── SUPPLIED MATERIAL ──

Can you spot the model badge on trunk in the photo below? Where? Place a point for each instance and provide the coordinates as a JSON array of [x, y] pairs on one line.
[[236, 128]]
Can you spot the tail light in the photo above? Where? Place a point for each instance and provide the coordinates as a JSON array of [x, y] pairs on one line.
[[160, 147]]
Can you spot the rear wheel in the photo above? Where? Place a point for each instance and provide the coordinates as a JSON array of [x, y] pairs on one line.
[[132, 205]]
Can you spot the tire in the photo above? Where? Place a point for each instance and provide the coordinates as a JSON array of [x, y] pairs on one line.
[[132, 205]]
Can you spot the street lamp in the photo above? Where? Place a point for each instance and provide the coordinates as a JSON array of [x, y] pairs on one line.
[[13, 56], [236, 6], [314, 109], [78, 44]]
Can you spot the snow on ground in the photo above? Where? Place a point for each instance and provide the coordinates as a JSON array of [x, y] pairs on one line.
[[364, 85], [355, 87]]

───

Copy out every line of the listing above, word for word.

Can you spot the model badge on trunk in the photo below? Where? Place a point for each instance and provide the coordinates as a JSON array of [x, y] pairs on one line.
[[236, 128]]
Can you spot the tail light in the photo above? Where? Place a point for each instance and provide the coordinates as a JSON array of [x, y] pairs on one line.
[[160, 147]]
Can you spot the rear wheel in the photo above? Where? Place a point for each instance and provide the coordinates as a JSON array of [x, y] pairs on one line.
[[132, 205]]
Can you spot the tire in the photo above? Where? Place a point for each instance and provide the coordinates as a JSON array of [x, y] pairs on one line.
[[132, 205]]
Can you spot the street lamp in the photo above? Where? Place a point for each instance and provide the coordinates as a JSON array of [x, y] pairs on one line.
[[13, 56], [236, 6], [314, 109], [78, 44]]
Can you spot the snow on ground in the photo above? Where? Place a point for each instance and provide the coordinates as a JSON array of [x, y] pairs on one line.
[[364, 85], [355, 87]]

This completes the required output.